### Problem set
[1] Write out the Make in India article again starting at "A pet peeve" and ending at "by Indian companies.", switching "mobile technologies" to "wireless technologies".
[2] Continue the Make in India article from the point where it stops.

### Text provided
════════════════════
Business Today

Tweak the Make in India Recipe

Tax waivers, subsidies, reimbursement of duties or monetary grants alone can't kick-start manufacturing in India
By Rohini Lakshane   Delhi     Print Edition: June 19, 2016

Rohini Lakshane
As an erstwhile journalist covering electronics technologies and IT a few years ago, I was privy to a litany of manufacturers' woes and their causes: Tangled tax laws and regulations, red tape, corruption, licence raj, unreliable infrastructure such as power and roads, and lack of skilled labour. Unlike China, which raked in profits by keeping margins low and volumes high, every entity in the supply and distribution chain in India wanted a 30 per cent cut. India, they said, was no country for manufacturers. The only real electronics manufacturing was that of low-end or low-precision products. Where the products were of higher quality, they were merely assembled in India, often with the intent of circumventing taxes and of employing cheap labour.

Walking around the IT and Electronics pavilion at the Make in India Week in Mumbai early this year, I could see that not much has changed. As if symbolic of the scenario, there was one Indian company. The rest were MNCs based in Taiwan, China, Sweden, Japan, the US, and Germany. The push for indigenous manufacturing is nevertheless apparent from the flurry of proposed incentives, large infrastructural investments, and facilities made available to manufacturers and new entrepreneurs by the government. The Make in India mix, however, needs more than subsidies, tax waivers, reimbursement of duties, or monetary grants.

A pet peeve of brand owners and manufacturers with large patent portfolios operating in India is that research and development (R&D) in the country largely happens only in public research institutions and universities. Indian firms don't invest in R&D and subsequently fill patents. A patenting landscaping exercise conducted by us at the Centre for Internet and Society last year showed that all Indian patents, nearly 4,000 in number, pertaining to mobile technologies are owned by non-Indian companies. Out of approximately 19,500 patent applications, a meagre 18 were filed by Indian companies.

India's premier educational institutions also apply for far less patents within the country and abroad than their foreign counterparts. For example, the National Academy of Inventors has published a list of "Top 100 worldwide universities granted US utility patents in 2013" and another in 2014. One Indian school features on these lists - the Indian Institute of Science (IISc) - with 21 patents in 2013. Within India, the IITs and IISc file up to 200 applications every year; MIT files nearly 4,000 in the US. Several large MNCs run R&D facilities in India, hiring some of the best talent in the country. The patents for their work are first registered to these companies abroad, contributing to royalty outflows. One way to correct the famine of locally owned intellectual property is for the government to urge top Indian companies and academic institutions to push the envelope in terms of R&D and patenting. A promising development is that the Indian government has pledged start-up funds. So have companies such as Qualcomm, which has committed $150 million to a strategic venture fund in India.
════════════════════
### Point placement records
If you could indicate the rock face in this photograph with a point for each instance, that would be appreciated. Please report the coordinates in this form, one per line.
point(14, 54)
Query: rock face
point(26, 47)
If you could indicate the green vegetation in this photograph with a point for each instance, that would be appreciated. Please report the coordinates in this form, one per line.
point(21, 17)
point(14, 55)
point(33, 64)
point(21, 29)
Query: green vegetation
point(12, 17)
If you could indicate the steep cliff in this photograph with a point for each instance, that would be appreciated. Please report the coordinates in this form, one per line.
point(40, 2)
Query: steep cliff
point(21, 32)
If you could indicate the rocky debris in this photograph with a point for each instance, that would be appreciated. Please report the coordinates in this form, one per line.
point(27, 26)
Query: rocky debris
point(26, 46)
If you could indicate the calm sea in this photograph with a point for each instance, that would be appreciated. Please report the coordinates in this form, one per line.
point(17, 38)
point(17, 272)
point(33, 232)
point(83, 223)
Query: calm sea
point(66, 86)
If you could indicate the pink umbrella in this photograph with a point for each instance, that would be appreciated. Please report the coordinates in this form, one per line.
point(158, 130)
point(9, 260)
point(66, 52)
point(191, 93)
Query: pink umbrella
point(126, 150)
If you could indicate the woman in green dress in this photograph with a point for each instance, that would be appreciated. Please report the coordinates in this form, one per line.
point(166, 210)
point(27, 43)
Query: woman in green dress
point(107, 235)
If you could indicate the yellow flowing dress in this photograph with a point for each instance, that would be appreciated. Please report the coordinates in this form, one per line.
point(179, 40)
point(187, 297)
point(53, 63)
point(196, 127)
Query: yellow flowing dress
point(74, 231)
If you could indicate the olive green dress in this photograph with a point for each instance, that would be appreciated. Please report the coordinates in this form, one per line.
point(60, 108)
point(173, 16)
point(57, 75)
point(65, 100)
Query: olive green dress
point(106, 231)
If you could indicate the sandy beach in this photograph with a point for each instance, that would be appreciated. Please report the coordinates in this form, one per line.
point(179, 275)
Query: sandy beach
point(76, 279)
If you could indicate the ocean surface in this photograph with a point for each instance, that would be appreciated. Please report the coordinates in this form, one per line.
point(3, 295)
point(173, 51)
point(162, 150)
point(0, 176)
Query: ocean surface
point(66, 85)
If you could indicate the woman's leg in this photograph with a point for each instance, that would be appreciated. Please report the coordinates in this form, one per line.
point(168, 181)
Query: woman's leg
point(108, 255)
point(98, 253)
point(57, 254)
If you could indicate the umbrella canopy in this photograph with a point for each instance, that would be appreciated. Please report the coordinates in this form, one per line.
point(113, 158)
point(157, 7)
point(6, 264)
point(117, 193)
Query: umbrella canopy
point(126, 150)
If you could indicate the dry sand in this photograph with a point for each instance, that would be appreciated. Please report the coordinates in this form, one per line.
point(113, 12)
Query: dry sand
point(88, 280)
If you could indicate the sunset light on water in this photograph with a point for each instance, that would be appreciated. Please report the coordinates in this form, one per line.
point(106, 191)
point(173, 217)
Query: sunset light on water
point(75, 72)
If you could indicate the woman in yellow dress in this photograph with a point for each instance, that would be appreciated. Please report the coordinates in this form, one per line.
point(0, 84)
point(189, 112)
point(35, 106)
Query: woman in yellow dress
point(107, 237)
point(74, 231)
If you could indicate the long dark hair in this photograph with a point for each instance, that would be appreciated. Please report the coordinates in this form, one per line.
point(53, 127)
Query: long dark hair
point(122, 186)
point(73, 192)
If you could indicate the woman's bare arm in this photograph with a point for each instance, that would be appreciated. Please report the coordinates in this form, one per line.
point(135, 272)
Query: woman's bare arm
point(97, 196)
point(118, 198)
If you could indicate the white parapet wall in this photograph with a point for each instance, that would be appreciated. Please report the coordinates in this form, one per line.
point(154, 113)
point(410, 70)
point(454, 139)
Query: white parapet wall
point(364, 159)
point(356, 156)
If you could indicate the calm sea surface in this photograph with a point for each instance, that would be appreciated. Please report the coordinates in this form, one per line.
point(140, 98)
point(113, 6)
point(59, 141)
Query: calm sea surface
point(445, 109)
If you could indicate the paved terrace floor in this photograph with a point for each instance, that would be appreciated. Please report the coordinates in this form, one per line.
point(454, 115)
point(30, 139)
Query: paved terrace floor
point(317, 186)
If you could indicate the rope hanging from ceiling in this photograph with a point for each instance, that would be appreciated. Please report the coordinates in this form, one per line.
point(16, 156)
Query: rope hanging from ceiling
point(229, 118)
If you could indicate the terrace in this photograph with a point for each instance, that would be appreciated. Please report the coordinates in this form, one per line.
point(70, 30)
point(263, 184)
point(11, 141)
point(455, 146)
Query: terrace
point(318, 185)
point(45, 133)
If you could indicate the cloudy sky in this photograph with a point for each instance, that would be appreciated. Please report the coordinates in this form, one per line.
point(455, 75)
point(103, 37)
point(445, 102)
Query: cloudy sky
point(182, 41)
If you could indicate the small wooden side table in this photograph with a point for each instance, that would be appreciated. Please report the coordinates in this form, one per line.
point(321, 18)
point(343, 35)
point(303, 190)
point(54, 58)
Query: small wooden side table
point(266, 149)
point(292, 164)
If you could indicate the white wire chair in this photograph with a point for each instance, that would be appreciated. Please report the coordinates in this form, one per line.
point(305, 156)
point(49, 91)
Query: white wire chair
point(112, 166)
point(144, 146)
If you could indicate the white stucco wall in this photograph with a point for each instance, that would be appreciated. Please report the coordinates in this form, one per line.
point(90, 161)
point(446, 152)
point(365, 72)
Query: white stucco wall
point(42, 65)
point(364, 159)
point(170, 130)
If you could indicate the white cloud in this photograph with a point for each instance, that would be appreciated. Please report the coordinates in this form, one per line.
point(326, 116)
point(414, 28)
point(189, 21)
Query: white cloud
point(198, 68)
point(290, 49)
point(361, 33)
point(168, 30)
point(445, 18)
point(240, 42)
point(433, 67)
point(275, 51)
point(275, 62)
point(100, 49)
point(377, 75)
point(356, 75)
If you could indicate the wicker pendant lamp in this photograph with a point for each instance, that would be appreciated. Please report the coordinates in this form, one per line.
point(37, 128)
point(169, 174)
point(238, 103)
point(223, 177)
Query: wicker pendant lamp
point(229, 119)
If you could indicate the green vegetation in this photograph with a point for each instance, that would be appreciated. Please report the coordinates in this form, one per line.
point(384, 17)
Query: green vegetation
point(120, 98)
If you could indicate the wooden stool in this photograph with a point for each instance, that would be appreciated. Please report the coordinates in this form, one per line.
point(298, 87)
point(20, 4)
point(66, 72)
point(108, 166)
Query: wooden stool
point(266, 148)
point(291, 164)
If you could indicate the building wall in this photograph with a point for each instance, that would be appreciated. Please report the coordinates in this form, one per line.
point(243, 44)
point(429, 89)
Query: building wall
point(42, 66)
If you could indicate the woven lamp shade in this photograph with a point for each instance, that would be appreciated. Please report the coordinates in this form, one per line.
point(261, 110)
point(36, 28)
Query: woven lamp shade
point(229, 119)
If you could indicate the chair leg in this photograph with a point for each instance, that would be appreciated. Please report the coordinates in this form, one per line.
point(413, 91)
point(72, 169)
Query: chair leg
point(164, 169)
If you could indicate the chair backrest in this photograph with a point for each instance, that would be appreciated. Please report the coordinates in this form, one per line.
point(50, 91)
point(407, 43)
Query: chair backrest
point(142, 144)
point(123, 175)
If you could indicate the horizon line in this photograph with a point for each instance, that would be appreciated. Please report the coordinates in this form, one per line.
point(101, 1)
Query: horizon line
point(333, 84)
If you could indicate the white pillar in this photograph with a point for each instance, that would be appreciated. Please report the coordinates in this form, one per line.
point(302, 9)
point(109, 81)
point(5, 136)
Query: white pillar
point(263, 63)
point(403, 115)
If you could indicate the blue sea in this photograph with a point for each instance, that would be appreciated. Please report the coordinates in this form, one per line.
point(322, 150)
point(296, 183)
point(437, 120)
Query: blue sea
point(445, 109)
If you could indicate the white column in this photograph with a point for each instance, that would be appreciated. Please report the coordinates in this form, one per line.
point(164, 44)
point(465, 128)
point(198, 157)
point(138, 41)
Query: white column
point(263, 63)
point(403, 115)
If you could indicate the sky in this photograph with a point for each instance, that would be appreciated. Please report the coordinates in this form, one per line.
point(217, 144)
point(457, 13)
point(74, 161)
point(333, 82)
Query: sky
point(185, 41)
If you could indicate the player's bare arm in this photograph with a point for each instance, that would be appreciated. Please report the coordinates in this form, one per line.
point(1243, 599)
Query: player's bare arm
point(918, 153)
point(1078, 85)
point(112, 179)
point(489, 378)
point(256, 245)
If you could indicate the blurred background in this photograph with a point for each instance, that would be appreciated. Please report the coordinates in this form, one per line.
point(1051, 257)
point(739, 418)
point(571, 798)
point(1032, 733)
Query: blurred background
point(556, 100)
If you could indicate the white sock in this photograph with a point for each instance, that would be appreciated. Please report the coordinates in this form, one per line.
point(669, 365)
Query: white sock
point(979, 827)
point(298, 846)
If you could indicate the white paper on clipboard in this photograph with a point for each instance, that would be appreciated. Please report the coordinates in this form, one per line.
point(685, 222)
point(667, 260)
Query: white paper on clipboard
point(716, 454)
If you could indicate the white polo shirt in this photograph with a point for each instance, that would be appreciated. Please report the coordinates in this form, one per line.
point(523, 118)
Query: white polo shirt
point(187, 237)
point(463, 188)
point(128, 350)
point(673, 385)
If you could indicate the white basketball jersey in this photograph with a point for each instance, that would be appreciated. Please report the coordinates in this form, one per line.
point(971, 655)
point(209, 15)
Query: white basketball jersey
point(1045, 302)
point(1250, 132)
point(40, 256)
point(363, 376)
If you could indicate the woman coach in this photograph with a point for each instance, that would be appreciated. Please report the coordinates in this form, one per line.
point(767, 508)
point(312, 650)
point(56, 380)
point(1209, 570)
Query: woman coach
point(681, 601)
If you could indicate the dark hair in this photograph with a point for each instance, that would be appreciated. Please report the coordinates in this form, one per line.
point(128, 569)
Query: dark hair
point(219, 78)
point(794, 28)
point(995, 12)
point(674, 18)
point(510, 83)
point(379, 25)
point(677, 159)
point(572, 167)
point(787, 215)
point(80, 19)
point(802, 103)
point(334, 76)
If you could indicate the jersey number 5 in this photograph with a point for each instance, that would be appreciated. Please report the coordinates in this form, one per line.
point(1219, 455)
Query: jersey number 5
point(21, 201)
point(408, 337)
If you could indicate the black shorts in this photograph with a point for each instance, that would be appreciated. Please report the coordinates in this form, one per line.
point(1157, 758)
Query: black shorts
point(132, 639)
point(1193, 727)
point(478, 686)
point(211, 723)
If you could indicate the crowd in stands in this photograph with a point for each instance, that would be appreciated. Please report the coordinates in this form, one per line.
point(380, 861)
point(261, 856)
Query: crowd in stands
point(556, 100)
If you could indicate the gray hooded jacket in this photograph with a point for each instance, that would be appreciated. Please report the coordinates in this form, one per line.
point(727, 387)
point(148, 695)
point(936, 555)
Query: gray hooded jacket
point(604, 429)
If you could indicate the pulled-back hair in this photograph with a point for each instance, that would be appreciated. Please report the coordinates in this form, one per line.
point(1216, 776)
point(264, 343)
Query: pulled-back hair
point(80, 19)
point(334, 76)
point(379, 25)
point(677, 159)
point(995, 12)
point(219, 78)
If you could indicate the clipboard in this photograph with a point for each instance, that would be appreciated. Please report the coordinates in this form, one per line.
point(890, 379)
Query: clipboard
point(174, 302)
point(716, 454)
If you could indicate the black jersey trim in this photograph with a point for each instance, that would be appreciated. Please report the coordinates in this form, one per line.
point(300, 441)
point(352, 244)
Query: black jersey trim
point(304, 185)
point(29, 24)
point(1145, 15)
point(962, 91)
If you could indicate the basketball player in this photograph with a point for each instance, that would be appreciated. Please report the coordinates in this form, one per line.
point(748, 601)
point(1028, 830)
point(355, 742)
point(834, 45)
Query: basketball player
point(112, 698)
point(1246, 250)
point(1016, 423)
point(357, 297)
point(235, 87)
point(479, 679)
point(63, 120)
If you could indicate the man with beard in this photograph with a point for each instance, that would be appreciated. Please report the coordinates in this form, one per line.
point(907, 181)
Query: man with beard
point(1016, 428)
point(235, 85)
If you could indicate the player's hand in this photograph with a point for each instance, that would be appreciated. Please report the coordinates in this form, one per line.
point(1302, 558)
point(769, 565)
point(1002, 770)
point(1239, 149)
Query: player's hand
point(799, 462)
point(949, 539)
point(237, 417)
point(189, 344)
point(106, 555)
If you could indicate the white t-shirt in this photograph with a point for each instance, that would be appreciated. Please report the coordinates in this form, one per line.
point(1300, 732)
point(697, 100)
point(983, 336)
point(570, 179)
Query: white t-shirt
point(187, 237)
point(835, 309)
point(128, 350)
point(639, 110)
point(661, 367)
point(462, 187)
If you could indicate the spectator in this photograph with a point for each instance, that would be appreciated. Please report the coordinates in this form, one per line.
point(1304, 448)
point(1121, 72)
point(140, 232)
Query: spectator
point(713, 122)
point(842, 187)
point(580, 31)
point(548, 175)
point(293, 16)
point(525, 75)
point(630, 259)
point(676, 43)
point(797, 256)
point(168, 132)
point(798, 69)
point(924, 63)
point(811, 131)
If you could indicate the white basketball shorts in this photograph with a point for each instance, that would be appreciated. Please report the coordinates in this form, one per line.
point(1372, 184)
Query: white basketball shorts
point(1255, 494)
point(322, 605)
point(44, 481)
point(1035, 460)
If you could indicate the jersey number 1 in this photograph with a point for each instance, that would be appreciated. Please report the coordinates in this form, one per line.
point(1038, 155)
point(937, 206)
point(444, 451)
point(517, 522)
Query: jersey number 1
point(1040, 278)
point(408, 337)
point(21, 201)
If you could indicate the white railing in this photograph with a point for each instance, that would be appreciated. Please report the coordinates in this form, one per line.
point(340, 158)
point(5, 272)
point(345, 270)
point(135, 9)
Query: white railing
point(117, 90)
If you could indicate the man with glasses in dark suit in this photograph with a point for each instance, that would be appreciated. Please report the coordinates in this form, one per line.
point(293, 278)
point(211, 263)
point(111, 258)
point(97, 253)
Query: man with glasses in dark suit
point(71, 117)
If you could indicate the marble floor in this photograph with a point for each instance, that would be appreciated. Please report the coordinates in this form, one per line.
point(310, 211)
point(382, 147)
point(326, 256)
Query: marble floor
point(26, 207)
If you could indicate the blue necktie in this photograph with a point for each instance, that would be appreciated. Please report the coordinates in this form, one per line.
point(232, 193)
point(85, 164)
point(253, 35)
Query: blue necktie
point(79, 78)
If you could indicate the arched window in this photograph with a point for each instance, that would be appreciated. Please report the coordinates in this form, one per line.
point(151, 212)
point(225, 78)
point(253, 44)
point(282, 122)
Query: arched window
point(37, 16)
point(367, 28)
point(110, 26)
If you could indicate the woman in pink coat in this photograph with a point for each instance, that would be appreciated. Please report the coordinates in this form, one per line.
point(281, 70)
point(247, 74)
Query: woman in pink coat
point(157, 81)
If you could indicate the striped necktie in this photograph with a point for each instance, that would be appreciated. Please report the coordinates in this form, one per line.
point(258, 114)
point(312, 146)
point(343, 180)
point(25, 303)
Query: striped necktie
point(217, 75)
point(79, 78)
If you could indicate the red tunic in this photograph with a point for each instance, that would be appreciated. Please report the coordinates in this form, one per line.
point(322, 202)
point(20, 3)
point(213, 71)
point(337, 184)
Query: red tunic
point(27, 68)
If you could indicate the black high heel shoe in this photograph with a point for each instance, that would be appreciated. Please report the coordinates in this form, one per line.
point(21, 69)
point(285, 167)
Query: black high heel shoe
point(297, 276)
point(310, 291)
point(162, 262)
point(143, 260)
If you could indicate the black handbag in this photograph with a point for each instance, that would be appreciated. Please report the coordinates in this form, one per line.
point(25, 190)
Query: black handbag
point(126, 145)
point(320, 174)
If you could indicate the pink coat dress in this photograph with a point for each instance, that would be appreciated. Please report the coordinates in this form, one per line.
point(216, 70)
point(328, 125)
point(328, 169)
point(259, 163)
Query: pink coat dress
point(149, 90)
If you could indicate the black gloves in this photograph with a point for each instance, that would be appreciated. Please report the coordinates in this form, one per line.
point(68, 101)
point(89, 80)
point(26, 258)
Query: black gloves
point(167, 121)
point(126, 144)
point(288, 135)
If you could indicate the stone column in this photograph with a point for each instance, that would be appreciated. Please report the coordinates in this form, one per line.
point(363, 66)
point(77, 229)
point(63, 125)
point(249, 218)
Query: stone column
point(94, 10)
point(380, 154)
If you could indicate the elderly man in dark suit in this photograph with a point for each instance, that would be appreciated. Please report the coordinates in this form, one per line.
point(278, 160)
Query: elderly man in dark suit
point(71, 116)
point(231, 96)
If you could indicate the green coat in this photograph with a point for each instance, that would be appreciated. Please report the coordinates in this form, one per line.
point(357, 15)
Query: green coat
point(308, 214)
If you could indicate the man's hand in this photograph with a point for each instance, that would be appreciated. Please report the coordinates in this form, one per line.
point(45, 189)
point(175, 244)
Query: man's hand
════════════════════
### Answers to the problems
[1]
A pet peeve of brand owners and manufacturers with large patent portfolios operating in India is that research and development (R&D) in the country largely happens only in public research institutions and universities. Indian firms don't invest in R&D and subsequently fill patents. A patenting landscaping exercise conducted by us at the Centre for Internet and Society last year showed that all Indian patents, nearly 4,000 in number, pertaining to wireless technologies are owned by non-Indian companies. Out of approximately 19,500 patent applications, a meagre 18 were filed by Indian companies.

[2]
Another gripe is that the manufacturing units in India are in reality assembly lines that only put together imported parts and components and generally make copied products. While the government has provided sops to encourage actual manufacturing to truly reduce dependence on 'screwdriver technologies', it needs to incentivise foreign corporations operating in India to transfer their technology to Indian entities, instead of only assembling here using automated or human labour. Moreover, India-manufactured products are infamously substandard. These products need to pass quality checks if India aspires for an export market and leverage in asking for transfer of technology.

To benefit from the transfer of technology, the workforce needs to learn to use it and assimilate it in its work life. Despite the intake of students in engineering schools in India being more than that in the US and China put together, a major chunk of newly graduated engineers in India is unemployable. The repairmen at Nehru Place's electronics market learn the ropes through an informal education system comprising their friends, peers and employers in small-time garage shops. Rookie engineers who secure the holy grail of college placement are trained from scratch by their employers, such as Infosys with its plush training campus located in Mysore. In either case, the employer is saddled with training new recruits. There is little in terms of professional excellence that institutions of formal education seem to impart. Prime Minister Modi believes that Indias human power would be among its largest exports by 2030, but monikers such as "coding coolies" only point to low valuation of its services. Unless quality vocational education produces professionals in different rungs of the manufacturing ecosystem - from technicians to production personnel to designers to ideators - manufacturing in the country will stay deprived of the benefits of the newest technologies.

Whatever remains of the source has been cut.